Supplied records:

-*-*-

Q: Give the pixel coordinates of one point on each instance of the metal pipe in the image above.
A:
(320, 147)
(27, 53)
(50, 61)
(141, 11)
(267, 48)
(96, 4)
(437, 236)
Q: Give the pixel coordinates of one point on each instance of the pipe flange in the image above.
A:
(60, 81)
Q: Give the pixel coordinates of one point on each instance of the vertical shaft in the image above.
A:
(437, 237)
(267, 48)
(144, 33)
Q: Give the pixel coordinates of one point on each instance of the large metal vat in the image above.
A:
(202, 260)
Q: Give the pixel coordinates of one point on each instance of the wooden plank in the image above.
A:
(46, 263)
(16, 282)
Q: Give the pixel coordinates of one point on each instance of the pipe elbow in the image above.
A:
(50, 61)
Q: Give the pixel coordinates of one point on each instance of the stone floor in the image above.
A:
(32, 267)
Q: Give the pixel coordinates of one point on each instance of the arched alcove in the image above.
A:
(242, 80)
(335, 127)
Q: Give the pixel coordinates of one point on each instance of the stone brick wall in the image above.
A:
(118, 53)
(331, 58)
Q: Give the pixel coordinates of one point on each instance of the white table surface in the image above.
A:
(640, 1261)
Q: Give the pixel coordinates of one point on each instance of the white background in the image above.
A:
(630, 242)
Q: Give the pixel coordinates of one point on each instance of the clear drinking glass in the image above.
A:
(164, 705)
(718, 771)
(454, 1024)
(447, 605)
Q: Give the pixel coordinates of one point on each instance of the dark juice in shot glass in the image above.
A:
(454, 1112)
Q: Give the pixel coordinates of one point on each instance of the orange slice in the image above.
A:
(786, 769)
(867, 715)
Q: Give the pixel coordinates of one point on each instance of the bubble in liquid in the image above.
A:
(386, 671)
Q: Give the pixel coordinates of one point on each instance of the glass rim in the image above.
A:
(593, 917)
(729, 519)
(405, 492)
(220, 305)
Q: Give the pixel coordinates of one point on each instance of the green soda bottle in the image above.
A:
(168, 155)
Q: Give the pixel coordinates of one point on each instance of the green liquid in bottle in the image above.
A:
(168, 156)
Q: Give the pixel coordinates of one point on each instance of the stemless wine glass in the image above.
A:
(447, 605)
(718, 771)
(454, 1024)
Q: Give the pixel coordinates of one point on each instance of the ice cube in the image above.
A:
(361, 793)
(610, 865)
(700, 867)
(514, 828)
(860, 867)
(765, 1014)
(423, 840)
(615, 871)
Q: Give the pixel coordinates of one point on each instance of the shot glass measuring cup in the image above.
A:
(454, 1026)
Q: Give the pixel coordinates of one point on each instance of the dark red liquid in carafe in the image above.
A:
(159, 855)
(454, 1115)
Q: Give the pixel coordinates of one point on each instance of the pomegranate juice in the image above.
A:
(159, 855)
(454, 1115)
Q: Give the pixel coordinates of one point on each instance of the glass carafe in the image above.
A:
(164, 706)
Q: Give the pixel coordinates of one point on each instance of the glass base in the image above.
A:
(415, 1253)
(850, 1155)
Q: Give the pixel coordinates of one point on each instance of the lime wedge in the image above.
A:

-*-*-

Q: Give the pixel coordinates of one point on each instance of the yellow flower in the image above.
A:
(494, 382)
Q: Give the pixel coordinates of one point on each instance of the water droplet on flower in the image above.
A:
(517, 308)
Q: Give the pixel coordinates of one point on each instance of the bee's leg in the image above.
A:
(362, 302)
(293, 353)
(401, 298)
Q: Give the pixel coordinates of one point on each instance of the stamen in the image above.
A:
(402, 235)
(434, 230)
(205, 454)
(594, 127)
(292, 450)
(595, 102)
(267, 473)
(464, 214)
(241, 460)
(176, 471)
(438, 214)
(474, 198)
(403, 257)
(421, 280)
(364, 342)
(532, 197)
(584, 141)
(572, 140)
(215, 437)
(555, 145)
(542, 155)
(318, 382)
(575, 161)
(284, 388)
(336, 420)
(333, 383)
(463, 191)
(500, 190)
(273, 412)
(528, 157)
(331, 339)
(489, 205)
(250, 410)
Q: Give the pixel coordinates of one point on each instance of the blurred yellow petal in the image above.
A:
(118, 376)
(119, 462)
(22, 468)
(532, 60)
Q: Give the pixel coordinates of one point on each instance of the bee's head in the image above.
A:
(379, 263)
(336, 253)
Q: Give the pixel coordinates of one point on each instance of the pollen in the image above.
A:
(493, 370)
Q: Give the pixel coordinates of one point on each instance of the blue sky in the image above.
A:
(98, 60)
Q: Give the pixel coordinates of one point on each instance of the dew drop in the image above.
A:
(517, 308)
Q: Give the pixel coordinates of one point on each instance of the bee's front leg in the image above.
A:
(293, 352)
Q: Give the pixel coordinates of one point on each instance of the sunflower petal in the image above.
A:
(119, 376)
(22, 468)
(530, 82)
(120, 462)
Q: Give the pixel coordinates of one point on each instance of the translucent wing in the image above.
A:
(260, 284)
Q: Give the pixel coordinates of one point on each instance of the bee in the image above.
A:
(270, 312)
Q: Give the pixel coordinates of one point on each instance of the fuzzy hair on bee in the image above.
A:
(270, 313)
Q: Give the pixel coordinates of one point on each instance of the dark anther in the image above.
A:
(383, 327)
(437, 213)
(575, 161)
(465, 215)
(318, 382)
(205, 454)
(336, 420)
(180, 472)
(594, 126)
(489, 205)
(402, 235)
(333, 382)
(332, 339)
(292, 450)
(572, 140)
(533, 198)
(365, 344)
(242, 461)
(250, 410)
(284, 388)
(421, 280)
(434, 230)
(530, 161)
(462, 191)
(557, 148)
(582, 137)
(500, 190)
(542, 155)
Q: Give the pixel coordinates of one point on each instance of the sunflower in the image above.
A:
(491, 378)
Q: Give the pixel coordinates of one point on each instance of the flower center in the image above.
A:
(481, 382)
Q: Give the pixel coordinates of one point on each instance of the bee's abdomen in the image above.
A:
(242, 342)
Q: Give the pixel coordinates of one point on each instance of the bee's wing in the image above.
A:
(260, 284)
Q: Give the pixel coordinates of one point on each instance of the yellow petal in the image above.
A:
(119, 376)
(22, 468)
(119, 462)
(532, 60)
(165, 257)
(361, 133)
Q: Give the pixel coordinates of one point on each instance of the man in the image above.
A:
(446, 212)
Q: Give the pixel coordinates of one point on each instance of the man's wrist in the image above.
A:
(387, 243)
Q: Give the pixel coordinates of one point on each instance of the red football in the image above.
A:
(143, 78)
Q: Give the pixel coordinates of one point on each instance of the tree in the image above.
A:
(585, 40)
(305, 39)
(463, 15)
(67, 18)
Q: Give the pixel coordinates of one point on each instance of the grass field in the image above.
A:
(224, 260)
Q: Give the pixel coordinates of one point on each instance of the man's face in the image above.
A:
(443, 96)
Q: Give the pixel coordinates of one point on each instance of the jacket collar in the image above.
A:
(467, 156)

-*-*-

Exercise brief:
Please find each line in the items above that contains the word "white" and copy it out in full. Matching is case-sensitive.

Task solution:
Q: Give the pixel coordinates of one point on each instance of the white table surface in the image above.
Q: Give the pixel coordinates of one point on each instance of the white background in the image above.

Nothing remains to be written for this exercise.